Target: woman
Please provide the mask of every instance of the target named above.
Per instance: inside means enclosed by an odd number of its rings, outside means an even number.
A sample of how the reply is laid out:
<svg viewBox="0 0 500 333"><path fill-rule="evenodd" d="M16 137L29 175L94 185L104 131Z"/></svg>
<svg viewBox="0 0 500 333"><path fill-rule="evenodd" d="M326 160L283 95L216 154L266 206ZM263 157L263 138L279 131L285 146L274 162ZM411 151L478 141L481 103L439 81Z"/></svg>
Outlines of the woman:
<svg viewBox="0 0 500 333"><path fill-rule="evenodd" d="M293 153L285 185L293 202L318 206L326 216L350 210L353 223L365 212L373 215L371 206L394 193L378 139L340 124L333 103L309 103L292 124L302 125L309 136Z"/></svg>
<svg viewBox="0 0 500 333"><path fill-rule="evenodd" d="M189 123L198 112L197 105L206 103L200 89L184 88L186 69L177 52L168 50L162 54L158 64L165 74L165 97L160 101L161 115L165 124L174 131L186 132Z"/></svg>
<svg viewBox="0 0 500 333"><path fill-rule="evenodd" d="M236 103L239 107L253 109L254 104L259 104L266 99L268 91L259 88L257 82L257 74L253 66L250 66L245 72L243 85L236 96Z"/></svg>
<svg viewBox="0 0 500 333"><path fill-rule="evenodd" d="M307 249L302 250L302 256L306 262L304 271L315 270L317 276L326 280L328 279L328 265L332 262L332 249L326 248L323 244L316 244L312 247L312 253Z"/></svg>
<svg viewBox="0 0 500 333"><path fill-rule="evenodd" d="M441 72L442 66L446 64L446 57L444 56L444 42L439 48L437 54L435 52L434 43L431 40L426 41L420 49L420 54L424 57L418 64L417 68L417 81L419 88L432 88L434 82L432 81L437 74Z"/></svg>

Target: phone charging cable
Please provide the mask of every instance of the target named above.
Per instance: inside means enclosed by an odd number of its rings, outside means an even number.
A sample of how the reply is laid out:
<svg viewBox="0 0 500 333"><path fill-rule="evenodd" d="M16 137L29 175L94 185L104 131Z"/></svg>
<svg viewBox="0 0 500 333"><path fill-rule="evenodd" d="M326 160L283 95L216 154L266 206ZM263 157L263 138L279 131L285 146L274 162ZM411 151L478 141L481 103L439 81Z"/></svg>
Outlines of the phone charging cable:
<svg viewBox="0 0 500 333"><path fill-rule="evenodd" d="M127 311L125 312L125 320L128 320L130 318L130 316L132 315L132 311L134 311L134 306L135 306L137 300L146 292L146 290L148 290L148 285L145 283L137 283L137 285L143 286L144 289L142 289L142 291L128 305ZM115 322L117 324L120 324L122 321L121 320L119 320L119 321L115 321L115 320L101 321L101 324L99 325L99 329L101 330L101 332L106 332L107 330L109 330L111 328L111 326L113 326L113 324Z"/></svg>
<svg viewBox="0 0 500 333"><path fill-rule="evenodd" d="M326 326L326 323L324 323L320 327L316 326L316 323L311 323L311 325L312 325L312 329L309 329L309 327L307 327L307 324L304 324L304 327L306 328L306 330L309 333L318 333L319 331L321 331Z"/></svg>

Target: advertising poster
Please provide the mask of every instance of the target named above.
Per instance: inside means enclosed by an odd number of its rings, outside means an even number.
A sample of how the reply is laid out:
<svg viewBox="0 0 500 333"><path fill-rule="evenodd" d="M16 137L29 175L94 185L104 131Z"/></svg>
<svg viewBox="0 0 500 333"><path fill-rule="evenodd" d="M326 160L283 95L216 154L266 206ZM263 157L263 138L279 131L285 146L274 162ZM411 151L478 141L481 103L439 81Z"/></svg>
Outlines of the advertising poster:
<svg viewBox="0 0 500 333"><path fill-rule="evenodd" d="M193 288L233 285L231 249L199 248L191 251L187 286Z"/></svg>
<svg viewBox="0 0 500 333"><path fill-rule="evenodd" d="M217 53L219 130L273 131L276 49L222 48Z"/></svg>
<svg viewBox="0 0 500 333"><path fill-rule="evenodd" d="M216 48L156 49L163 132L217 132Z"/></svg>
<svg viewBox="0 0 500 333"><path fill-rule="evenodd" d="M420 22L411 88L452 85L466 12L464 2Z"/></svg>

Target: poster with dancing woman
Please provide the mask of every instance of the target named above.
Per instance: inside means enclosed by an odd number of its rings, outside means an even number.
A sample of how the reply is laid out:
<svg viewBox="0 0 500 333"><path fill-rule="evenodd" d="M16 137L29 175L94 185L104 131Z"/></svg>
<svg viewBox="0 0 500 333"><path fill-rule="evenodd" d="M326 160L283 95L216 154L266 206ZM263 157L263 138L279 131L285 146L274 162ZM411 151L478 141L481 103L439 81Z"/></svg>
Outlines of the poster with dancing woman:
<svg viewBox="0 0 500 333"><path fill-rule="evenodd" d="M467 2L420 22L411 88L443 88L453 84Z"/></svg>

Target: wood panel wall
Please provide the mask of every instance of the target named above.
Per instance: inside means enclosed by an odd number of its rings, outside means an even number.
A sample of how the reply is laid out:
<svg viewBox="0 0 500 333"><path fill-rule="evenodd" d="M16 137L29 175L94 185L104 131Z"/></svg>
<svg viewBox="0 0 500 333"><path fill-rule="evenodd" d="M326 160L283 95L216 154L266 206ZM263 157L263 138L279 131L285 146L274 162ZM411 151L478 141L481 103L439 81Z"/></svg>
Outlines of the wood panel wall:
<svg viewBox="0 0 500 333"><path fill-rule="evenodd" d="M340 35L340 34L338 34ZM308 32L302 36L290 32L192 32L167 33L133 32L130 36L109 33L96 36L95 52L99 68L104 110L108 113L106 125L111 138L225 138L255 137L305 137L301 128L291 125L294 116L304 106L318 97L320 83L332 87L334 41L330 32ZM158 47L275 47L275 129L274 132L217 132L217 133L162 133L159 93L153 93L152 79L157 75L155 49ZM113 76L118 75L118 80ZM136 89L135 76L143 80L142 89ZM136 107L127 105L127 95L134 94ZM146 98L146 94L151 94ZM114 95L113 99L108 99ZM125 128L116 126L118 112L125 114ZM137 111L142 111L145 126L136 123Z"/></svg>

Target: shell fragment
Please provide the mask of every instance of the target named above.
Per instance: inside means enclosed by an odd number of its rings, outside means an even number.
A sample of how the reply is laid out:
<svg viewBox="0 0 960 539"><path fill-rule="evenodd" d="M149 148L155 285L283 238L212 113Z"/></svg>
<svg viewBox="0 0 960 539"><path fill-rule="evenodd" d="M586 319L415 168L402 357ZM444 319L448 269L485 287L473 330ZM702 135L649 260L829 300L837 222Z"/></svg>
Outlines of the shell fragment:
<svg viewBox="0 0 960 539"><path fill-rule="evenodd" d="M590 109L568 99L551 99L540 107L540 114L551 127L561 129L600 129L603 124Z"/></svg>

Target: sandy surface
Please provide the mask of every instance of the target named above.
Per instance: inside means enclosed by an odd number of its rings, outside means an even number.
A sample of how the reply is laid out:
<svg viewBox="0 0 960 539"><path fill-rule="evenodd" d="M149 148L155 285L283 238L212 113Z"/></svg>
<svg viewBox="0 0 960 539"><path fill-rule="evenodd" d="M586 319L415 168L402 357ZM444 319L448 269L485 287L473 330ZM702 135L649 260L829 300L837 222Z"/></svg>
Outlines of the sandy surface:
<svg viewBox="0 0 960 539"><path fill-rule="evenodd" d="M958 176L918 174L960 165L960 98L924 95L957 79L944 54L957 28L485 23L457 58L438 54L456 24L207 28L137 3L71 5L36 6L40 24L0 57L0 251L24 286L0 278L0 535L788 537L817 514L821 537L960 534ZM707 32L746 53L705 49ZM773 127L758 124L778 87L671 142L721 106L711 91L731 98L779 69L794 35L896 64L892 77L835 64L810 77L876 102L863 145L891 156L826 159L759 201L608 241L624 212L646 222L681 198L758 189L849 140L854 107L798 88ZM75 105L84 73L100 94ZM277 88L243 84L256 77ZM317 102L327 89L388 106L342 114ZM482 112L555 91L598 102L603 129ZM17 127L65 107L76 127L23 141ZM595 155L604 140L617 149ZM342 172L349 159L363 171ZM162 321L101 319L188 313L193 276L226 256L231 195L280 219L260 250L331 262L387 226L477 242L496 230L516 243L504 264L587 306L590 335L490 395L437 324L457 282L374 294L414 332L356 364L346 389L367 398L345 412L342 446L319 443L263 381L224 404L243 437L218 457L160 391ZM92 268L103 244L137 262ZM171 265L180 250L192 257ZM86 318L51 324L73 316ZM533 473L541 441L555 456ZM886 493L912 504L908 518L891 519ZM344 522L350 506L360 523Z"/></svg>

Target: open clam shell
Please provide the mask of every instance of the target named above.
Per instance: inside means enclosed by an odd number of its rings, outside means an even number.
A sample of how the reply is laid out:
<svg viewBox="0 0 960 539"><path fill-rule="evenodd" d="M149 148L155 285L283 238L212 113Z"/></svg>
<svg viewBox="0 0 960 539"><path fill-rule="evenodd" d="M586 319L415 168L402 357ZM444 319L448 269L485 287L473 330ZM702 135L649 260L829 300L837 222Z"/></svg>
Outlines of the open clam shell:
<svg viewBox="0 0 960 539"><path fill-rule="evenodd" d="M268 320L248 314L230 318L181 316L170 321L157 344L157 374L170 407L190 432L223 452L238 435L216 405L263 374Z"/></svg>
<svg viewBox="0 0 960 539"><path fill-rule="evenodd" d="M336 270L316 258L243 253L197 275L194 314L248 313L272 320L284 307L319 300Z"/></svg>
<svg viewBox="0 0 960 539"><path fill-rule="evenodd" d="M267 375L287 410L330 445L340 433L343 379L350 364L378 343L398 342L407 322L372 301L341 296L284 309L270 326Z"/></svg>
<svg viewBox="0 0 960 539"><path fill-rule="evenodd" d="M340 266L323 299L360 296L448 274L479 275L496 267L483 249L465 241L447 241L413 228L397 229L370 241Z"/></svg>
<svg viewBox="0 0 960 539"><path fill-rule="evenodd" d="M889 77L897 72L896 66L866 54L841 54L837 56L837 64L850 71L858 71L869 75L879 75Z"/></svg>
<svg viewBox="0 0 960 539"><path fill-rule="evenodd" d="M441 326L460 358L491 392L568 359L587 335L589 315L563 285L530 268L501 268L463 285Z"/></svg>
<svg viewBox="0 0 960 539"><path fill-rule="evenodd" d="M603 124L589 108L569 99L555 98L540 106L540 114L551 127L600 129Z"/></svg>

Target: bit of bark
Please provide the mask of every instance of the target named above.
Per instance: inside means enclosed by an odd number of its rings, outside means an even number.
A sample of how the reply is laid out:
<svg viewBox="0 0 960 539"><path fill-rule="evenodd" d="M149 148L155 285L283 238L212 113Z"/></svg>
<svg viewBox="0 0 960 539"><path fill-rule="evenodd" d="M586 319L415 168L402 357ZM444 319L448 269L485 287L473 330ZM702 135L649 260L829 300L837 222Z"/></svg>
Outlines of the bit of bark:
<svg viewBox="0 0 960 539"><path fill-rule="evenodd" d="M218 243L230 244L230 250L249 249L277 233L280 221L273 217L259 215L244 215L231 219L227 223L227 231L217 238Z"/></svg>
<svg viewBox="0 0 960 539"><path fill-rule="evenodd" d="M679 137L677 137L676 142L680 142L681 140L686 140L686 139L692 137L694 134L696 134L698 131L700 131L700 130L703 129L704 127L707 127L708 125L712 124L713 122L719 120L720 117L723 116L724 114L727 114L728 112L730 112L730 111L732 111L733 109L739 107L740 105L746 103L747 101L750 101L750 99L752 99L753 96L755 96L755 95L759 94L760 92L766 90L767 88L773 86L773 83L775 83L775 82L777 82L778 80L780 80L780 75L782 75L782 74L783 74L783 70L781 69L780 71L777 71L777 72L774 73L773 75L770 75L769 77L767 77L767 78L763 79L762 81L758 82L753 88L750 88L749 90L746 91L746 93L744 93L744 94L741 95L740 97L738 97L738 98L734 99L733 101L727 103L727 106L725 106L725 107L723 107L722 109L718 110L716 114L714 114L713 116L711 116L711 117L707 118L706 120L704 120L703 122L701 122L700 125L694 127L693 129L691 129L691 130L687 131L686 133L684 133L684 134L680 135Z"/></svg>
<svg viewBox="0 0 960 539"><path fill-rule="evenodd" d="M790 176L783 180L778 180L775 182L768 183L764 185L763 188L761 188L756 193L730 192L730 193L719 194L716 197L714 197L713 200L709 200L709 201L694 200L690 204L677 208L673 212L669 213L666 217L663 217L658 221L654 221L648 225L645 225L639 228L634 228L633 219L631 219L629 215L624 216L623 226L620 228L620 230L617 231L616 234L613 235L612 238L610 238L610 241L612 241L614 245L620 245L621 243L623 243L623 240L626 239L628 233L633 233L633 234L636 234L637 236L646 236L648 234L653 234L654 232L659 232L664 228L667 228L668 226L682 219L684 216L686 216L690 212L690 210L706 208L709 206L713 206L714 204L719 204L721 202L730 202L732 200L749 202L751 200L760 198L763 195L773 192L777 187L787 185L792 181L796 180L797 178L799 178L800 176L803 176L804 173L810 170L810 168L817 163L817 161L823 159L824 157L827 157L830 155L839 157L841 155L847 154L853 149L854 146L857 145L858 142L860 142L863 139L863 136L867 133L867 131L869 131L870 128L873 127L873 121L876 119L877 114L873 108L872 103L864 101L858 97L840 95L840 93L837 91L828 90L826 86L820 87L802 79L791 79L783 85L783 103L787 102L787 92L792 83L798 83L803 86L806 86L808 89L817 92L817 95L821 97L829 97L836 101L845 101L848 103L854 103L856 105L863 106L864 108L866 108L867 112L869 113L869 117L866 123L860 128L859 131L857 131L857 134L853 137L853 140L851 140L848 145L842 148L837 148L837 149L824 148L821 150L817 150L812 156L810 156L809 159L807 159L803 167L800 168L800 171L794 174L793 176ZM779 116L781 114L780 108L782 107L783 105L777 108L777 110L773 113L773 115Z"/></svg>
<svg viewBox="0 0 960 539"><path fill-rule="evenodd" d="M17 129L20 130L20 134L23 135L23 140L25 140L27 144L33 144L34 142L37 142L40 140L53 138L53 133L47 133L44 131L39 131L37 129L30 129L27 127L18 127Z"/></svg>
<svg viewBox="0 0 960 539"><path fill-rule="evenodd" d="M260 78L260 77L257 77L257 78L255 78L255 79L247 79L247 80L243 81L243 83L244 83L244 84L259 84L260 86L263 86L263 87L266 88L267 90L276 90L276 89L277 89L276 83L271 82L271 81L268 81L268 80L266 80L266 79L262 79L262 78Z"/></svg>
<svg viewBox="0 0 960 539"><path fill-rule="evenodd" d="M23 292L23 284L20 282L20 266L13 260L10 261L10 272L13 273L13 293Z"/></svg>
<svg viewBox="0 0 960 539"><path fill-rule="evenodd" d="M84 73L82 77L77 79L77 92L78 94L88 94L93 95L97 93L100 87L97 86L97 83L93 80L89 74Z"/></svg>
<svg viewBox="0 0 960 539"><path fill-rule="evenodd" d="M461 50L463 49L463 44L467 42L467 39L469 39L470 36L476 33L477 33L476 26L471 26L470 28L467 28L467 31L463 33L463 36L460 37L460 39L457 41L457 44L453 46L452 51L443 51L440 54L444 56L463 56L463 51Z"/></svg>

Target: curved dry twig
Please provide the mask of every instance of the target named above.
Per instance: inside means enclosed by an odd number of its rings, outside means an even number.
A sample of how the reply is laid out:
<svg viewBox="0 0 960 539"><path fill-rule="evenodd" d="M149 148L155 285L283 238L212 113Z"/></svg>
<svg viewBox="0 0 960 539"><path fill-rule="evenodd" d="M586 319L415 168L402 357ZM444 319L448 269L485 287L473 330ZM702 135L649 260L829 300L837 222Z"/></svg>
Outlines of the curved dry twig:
* * *
_ACTIVITY_: Count the lines in the entries above that include the string "twig", then give only that figure.

_EXERCISE RESPONSE_: 2